Update the lines from the one containing "I'd be grateful if you could point out where the black" through the one containing "[[368, 102, 460, 272]]", inclusive, changing "window frame" to "window casing" and leaving everything else as is. Return only those lines.

** Start of RECORD EXTRACTS **

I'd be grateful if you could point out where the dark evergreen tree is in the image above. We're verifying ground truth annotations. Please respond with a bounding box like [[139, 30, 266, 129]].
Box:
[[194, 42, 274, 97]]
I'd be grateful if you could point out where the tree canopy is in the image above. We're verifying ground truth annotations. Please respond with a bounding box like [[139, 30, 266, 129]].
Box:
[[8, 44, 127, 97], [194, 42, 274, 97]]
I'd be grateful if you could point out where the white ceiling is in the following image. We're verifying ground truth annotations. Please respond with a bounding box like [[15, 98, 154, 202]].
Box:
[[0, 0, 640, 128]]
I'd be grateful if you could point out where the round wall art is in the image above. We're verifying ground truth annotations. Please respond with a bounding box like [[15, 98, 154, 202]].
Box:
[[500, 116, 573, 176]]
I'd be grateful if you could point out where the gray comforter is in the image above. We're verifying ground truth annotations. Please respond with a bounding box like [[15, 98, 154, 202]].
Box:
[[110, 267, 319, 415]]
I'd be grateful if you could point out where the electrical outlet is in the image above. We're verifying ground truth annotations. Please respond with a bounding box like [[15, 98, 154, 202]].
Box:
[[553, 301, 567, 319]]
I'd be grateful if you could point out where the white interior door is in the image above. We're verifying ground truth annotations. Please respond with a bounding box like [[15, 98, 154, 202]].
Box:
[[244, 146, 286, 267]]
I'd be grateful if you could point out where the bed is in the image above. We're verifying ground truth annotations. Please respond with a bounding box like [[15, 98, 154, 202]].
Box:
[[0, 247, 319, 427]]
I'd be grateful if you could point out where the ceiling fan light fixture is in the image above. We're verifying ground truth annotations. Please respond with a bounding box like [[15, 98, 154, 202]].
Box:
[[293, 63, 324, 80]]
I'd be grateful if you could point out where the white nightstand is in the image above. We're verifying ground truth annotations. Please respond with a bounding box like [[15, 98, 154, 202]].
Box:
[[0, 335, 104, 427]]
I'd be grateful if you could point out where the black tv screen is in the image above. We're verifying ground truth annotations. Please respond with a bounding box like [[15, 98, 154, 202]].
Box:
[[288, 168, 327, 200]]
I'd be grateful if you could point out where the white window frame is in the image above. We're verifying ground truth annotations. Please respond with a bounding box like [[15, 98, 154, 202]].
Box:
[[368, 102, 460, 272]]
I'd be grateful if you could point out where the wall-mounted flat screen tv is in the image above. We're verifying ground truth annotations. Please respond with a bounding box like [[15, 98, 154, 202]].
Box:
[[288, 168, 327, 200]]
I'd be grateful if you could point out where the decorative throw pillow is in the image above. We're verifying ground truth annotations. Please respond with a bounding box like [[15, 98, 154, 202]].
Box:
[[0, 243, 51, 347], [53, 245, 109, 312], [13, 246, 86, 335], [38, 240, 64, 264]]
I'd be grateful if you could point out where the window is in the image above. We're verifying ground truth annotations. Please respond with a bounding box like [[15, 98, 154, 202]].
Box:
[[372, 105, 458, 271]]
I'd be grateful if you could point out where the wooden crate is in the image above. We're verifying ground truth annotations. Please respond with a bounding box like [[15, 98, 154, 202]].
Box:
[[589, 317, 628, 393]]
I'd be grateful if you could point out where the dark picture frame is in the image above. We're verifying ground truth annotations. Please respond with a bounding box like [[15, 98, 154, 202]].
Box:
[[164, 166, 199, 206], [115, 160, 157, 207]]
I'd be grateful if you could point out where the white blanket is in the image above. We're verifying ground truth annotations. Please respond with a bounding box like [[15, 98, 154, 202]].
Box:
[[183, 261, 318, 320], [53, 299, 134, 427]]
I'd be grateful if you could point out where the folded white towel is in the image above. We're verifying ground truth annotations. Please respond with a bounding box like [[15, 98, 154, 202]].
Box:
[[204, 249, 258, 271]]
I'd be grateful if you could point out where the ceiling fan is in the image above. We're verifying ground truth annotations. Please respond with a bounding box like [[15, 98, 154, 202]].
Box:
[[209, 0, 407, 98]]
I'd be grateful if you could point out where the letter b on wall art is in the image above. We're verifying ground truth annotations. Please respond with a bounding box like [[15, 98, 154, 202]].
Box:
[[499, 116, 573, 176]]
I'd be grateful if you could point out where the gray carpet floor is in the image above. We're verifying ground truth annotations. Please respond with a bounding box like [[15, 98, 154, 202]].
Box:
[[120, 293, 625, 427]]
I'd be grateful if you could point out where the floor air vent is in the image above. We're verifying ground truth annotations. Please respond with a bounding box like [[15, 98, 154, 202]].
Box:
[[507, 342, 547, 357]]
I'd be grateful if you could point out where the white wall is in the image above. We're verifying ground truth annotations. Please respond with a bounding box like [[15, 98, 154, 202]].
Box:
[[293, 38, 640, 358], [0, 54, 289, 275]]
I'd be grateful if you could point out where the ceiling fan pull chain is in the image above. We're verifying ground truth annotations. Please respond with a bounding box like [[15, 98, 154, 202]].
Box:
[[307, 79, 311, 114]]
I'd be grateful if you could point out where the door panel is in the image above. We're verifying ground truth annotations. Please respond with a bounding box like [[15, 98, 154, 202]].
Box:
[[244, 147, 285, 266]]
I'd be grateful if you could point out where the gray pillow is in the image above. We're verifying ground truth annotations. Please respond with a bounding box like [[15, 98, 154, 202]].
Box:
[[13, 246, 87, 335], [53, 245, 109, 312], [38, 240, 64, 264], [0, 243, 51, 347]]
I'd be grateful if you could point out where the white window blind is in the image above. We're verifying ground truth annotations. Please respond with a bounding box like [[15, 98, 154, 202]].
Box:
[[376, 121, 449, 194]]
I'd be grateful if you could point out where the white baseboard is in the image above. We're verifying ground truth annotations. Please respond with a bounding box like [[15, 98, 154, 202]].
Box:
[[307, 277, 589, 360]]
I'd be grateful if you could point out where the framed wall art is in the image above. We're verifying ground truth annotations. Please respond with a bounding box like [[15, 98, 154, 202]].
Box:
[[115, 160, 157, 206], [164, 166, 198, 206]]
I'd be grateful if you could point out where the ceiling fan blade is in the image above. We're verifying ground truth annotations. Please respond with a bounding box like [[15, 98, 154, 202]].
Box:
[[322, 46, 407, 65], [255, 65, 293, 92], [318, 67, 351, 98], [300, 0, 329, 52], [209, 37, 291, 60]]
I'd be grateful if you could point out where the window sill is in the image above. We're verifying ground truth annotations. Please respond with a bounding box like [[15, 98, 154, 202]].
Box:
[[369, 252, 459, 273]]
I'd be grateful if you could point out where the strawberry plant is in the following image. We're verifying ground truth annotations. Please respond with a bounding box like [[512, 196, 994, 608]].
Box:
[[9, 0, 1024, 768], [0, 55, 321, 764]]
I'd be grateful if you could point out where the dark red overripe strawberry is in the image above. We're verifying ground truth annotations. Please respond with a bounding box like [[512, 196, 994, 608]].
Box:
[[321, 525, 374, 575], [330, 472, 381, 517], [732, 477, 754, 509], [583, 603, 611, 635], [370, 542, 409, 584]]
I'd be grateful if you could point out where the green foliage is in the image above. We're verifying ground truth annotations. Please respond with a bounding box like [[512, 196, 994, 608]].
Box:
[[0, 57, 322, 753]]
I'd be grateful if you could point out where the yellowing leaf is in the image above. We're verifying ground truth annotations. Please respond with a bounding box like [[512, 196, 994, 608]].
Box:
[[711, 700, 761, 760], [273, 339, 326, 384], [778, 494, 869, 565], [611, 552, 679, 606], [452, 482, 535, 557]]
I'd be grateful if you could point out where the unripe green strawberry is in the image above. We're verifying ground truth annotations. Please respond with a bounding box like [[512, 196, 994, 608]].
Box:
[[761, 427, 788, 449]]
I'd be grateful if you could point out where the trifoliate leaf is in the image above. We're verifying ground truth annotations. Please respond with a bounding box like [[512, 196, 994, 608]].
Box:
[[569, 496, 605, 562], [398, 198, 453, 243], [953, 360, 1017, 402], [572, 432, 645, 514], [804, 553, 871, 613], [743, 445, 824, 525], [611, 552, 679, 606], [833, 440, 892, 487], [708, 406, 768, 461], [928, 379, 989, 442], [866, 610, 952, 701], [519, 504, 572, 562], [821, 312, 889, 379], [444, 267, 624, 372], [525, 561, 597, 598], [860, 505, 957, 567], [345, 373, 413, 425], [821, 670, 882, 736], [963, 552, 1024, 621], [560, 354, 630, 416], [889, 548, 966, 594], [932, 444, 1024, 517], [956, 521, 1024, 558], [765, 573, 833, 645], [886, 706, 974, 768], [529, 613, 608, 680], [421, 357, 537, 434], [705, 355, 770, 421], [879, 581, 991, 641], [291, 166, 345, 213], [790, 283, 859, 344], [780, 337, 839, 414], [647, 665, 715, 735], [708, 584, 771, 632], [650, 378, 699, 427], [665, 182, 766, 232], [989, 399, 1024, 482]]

** End of RECORD EXTRACTS **

THE REPLY:
I'd be grateful if you could point out where the black tv screen is in the image above. We're verifying ground truth annotations. Please respond with a bounding box like [[15, 98, 154, 202]].
Box:
[[288, 168, 327, 200]]
I'd be grateful if you could point out where the white window casing is in the image above. We're verifying ground truth annotations. Please respond with a bounding box like [[15, 98, 154, 202]].
Box:
[[368, 102, 460, 272]]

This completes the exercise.